▸ SET TASK 1
Print everything in the passage about Saajan from "Being someone that" down to "the actual event.", word for word.
▸ SET TASK 2
List every term in the passage about Saajan that is followed by an explanation in parentheses, and give each explanation.

Being from an Asian culture, I really worried about the reactions of others. How would our families react? Would I be blamed? Would he even be loved? I was grateful that both our families embraced our new journey and were our pillars of support and continue to be. Saajan is the apple of their eye and he is showered with so much love. We are so grateful to have an army of support behind us.

We did have the odd comment such as “we’ll pray he’ll get better” – though people mean well, it insinuates there is something wrong with Saajan. I use those opportunities to educate people that he’s not suffering, he’s happy, and that Down’s syndrome doesn’t require a cure.

Being someone that is a believer in God, my faith has always remained strong and I have always taken comfort in visiting the Gurdwara (Sikh temple). One of my biggest fears when Saajan was born was how he would fit in with the Sikh community. I struggled to bring myself to go to the Gurdwara as I worried about the stares, the unsaid words and the ignorance. However with time, I realised that it was me holding us back. Sometimes the fear and anxiety of how we think something will be, is far worse than the actual event.

I had to remind myself of the foundations of Sikhism and all that Guru Nanak Dev Ji (the first Guru) taught – we are all a creation of God and we are all equal regardless of any difference. By reminding myself of this daily, I felt more and more comfortable with the idea of taking Saajan – he has as much of a right to be there as anyone else.

Initially, I’d only take him if my husband was with me – he has always been a lot more confident than me with facing the world primarily because he isn’t scanning for people’s reactions! We now go to the temple frequently and I feel as much a part of the Sikh community as I ever have. No one has ever actually ever said anything negative to us at the temple, but I’m aware that as he gets older, there may be questions, and stares, but I’ll cross that bridge when it comes. I want the sangat (congregation) to grow with Saajan and to know him for who he is.

▸ ITEMS
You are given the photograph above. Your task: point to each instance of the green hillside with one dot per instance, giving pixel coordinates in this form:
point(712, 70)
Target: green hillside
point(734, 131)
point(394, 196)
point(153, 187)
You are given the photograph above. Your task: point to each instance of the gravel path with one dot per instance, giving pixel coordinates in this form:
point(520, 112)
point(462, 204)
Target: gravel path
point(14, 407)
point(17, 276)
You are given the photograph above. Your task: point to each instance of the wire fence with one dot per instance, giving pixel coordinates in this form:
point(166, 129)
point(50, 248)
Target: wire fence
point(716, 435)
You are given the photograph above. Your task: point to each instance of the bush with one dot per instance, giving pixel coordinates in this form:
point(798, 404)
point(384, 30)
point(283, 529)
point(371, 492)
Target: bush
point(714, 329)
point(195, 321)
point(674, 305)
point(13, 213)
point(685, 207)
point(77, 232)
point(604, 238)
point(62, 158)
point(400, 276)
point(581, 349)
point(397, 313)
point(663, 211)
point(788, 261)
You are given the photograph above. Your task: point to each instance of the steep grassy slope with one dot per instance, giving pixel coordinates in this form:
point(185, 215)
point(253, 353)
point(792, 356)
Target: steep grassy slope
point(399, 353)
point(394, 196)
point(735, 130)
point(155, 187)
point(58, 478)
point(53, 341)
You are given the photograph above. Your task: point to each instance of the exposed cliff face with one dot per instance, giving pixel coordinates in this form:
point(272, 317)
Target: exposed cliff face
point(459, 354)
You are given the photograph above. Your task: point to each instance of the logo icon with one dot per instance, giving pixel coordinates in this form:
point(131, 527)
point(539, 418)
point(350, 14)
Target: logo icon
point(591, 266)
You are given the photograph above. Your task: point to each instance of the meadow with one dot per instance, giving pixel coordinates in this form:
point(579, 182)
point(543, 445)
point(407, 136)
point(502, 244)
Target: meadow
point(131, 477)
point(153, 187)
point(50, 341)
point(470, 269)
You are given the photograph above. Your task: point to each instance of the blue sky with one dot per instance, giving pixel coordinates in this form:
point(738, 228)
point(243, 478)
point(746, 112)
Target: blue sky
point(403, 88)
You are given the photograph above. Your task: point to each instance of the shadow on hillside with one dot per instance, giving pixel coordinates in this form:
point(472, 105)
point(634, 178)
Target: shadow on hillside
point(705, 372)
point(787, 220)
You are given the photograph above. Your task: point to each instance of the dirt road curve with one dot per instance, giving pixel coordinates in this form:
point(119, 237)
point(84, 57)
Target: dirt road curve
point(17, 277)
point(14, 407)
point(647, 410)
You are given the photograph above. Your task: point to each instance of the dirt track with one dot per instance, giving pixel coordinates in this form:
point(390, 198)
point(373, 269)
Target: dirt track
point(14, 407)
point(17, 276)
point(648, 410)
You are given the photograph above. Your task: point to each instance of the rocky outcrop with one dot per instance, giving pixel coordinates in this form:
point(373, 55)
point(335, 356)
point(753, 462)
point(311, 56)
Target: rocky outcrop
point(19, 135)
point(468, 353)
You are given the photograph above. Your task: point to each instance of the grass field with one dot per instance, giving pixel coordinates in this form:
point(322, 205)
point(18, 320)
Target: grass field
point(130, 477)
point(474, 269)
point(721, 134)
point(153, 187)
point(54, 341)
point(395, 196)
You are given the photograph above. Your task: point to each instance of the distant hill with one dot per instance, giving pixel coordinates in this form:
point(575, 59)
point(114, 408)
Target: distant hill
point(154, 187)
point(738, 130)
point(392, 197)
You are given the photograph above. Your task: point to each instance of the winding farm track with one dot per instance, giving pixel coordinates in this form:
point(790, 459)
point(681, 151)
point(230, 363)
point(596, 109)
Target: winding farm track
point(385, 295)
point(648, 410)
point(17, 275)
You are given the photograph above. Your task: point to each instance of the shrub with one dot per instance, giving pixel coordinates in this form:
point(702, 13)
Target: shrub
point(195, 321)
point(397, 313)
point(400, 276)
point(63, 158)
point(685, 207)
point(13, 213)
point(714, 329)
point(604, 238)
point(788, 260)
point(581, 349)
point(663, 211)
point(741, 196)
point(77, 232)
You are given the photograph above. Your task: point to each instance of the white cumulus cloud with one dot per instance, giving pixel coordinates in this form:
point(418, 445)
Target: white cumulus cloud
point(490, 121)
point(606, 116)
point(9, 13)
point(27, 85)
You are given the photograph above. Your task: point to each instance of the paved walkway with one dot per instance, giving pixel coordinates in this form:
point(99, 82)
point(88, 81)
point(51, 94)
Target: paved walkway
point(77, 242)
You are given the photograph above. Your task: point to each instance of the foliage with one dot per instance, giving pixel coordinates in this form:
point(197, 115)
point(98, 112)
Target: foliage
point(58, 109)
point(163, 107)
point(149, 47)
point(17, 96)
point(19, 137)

▸ RIGHT ANSWER 1
Being someone that is a believer in God, my faith has always remained strong and I have always taken comfort in visiting the Gurdwara (Sikh temple). One of my biggest fears when Saajan was born was how he would fit in with the Sikh community. I struggled to bring myself to go to the Gurdwara as I worried about the stares, the unsaid words and the ignorance. However with time, I realised that it was me holding us back. Sometimes the fear and anxiety of how we think something will be, is far worse than the actual event.

▸ RIGHT ANSWER 2
- Gurdwara: Sikh temple
- Guru Nanak Dev Ji: the first Guru
- sangat: congregation